Railway station in Groningen, Netherlands

Eemshaven railway station is a train station on the Sauwerd–Roodeschool railway, located in the Eemshaven harbour in the province of Groningen, Netherlands. It is the northernmost train station in the country.

The station was opened on 28 March 2018 although an official inauguration by King Willem-Alexander of the Netherlands took place on 20 June 2018. The station is mainly used by ferry passengers to the German island of Borkum. Train services were initially very limited to only a few trains a day, connecting to this ferry service. The existing bus connection to the city of Groningen was cancelled in favour of the train connection. Additionally, some harbour workers may use the train service; despite the remote location, its use for commuting has become more common since Arriva increased the service frequency.

The 4.7 kilometers long railway line to Eemshaven has existed since 1978 but was initially only in use for cargo trains. This existing part was made suitable for passenger traffic with another 3 kilometres of tracks newly built in order to reach the ferry terminal.

While it was initially planned that trains would only call at Eemshaven at ferry times, carrier Arriva implemented services to the station every half hour instead. The other trains end at Roodeschool.

Oxford University student society Jet Lag: Oxford, inspired by Jet Lag: The Game, used this station as the starting point for their race to Rumelange, Luxembourg.

● ● ● ●

◆ EXERCISE INSTRUCTIONS ◆
Please write out everything in the Eemshaven station text from "Eemshaven railway station" down to "the service frequency.", word for word. The listing after this point is separate material, apart from the Eemshaven station text.

◆ INFORMATION GIVEN ◆
● ● ● ●

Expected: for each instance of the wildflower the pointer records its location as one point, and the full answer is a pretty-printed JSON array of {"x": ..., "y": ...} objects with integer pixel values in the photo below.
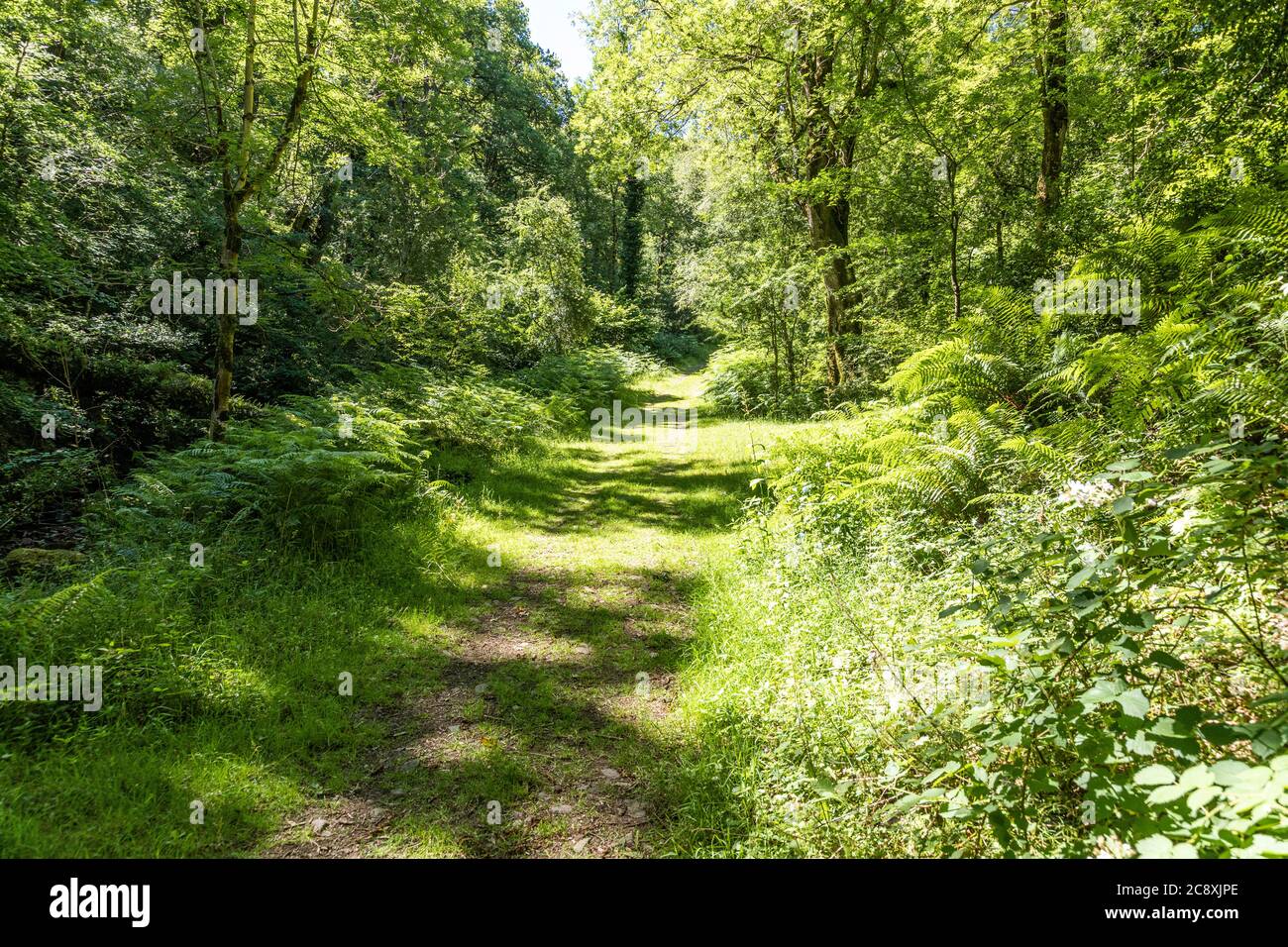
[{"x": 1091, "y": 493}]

● ● ● ●

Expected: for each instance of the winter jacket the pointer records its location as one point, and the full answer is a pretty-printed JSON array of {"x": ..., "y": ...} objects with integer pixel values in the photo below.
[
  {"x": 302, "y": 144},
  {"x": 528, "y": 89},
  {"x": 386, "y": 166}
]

● ● ● ●

◆ COMPLETE ANSWER ◆
Eemshaven railway station is a train station on the Sauwerd–Roodeschool railway, located in the Eemshaven harbour in the province of Groningen, Netherlands. It is the northernmost train station in the country.

The station was opened on 28 March 2018 although an official inauguration by King Willem-Alexander of the Netherlands took place on 20 June 2018. The station is mainly used by ferry passengers to the German island of Borkum. Train services were initially very limited to only a few trains a day, connecting to this ferry service. The existing bus connection to the city of Groningen was cancelled in favour of the train connection. Additionally, some harbour workers may use the train service; despite the remote location, its use for commuting has become more common since Arriva increased the service frequency.